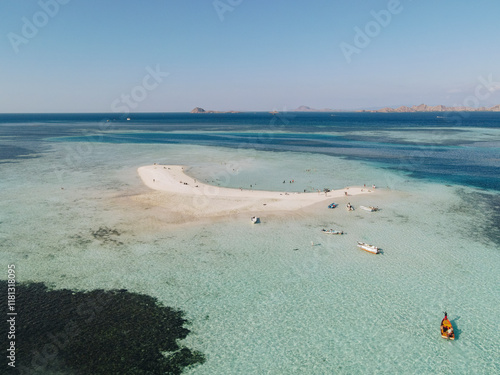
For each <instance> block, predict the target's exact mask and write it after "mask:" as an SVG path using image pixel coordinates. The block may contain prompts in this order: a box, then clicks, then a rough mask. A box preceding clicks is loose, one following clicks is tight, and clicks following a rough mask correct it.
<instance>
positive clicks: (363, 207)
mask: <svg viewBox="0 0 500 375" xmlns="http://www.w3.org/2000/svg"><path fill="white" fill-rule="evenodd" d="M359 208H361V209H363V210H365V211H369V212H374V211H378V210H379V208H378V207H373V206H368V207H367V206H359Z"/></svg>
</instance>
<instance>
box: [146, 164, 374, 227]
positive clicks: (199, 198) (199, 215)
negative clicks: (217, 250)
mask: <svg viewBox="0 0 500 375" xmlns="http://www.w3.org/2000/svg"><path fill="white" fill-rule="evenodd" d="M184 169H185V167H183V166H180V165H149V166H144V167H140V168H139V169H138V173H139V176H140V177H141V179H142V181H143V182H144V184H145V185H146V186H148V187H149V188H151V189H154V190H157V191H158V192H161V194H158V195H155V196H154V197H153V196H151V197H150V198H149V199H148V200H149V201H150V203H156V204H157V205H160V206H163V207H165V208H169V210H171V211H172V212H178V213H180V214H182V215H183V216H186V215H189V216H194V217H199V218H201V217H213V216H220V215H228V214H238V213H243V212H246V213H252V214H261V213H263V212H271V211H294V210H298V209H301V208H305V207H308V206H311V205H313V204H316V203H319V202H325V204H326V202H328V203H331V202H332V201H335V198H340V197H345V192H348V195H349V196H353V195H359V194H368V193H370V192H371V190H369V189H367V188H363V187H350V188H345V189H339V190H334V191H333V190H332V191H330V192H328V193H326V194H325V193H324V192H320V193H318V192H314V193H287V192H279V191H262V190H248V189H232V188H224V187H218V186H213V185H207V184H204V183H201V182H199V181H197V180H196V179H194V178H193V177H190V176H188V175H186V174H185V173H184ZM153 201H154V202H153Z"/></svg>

TASK INSTRUCTIONS:
Whenever a picture appears, leave it out, and return every record exactly.

ANSWER SECTION:
For each <instance> block, predict the target's exact mask and write it after "mask:" as an SVG path using image pixel coordinates. The block may contain prompts in this order: a box, then clicks, then a rough mask. A box preceding clicks is loose, one following clicks is tight, and clicks following a rough mask correct it.
<instance>
positive clicks: (363, 207)
mask: <svg viewBox="0 0 500 375" xmlns="http://www.w3.org/2000/svg"><path fill="white" fill-rule="evenodd" d="M359 208H361V209H363V210H365V211H369V212H374V211H378V210H379V208H378V207H373V206H368V207H367V206H359Z"/></svg>
</instance>
<instance>
box: [146, 164, 374, 227]
positive clicks: (199, 198) (199, 215)
negative clicks: (217, 250)
mask: <svg viewBox="0 0 500 375" xmlns="http://www.w3.org/2000/svg"><path fill="white" fill-rule="evenodd" d="M184 169H185V167H183V166H180V165H149V166H144V167H140V168H139V169H138V173H139V176H140V177H141V179H142V181H143V182H144V184H145V185H146V186H148V187H149V188H151V189H154V190H157V191H158V192H161V194H158V195H155V196H154V197H153V196H151V197H150V198H149V199H148V200H149V201H150V203H156V204H157V205H160V206H163V207H165V208H169V210H171V211H172V212H178V213H180V214H182V215H183V216H186V215H189V216H194V217H199V218H201V217H213V216H220V215H228V214H238V213H243V212H246V213H252V214H261V213H263V212H271V211H294V210H298V209H301V208H305V207H308V206H311V205H313V204H316V203H319V202H325V204H326V202H328V203H331V202H332V201H335V198H340V197H345V192H348V195H349V196H353V195H359V194H368V193H370V192H371V190H369V189H367V188H363V187H350V188H345V189H339V190H334V191H333V190H332V191H330V192H328V193H326V194H325V193H324V192H320V193H318V192H314V193H287V192H279V191H262V190H248V189H232V188H224V187H218V186H213V185H207V184H204V183H201V182H199V181H197V180H196V179H194V178H193V177H190V176H188V175H186V174H185V173H184ZM153 201H154V202H153Z"/></svg>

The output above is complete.